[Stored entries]
:::::

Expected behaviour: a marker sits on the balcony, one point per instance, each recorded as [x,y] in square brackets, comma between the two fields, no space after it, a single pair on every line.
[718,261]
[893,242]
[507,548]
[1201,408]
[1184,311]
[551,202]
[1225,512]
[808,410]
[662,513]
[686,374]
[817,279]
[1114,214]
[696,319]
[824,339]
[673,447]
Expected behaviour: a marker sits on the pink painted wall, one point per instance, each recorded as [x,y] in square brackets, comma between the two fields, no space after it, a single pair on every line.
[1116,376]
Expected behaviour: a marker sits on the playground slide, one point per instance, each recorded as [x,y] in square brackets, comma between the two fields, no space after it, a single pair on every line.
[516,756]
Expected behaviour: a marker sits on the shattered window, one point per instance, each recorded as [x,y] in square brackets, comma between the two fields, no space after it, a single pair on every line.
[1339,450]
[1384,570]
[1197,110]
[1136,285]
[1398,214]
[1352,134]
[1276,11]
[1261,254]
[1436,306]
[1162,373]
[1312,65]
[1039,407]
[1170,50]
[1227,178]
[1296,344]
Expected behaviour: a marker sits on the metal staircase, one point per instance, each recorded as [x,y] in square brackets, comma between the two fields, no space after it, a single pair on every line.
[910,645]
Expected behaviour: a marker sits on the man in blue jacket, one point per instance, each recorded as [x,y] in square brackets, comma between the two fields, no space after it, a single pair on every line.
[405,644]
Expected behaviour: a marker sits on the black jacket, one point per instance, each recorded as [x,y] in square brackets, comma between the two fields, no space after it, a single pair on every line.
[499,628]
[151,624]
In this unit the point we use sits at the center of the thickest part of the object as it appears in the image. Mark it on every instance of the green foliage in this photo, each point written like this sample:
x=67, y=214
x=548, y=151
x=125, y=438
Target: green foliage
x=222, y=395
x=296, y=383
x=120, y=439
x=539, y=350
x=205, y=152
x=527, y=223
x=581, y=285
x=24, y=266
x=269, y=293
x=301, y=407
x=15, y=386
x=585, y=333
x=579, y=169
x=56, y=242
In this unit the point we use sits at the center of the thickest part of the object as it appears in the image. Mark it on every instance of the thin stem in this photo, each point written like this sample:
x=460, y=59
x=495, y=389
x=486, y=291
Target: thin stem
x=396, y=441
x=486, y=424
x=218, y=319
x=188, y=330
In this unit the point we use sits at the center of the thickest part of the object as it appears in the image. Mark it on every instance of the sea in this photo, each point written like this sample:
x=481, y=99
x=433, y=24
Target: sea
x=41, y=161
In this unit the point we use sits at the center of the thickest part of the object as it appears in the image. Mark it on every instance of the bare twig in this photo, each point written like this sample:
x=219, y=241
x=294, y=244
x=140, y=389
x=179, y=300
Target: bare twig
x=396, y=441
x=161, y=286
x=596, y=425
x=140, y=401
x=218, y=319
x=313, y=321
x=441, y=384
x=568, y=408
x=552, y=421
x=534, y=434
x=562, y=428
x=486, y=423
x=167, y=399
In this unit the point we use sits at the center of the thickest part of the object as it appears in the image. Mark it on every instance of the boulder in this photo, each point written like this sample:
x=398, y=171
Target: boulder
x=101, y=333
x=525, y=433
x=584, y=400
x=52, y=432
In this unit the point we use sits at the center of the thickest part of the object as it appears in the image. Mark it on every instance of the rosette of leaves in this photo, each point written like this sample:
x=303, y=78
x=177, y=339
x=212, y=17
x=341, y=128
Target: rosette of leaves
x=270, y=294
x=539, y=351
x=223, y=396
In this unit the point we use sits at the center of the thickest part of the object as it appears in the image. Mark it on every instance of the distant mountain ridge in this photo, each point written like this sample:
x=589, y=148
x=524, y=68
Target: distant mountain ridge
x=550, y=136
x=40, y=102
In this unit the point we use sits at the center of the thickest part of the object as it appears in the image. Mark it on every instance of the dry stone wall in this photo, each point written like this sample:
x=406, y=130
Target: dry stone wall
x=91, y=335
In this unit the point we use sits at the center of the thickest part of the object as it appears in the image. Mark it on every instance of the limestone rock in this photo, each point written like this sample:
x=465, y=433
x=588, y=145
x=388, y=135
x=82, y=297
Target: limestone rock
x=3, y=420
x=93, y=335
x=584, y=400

:::::

Problem to work on:
Find the line that contains "x=589, y=148". Write out that line and every line after it through the end of the data, exactly, and nothing else.

Result for this task:
x=589, y=148
x=524, y=68
Target: distant mountain ridge
x=550, y=136
x=40, y=102
In this unit the point we use sits at the center of the thickest part of the object as it appears in the image. Mark it on every instance of the dry stone wall in this photo, each point written like this sample:
x=406, y=130
Target: dry stone wall
x=91, y=335
In this unit the point we use sits at the center of the thickest part of the object as it appears in the image. Mark it on every instance of the limestone rock in this photo, each point written like this sample:
x=465, y=433
x=588, y=145
x=388, y=135
x=82, y=297
Target: limestone rock
x=3, y=420
x=93, y=335
x=584, y=400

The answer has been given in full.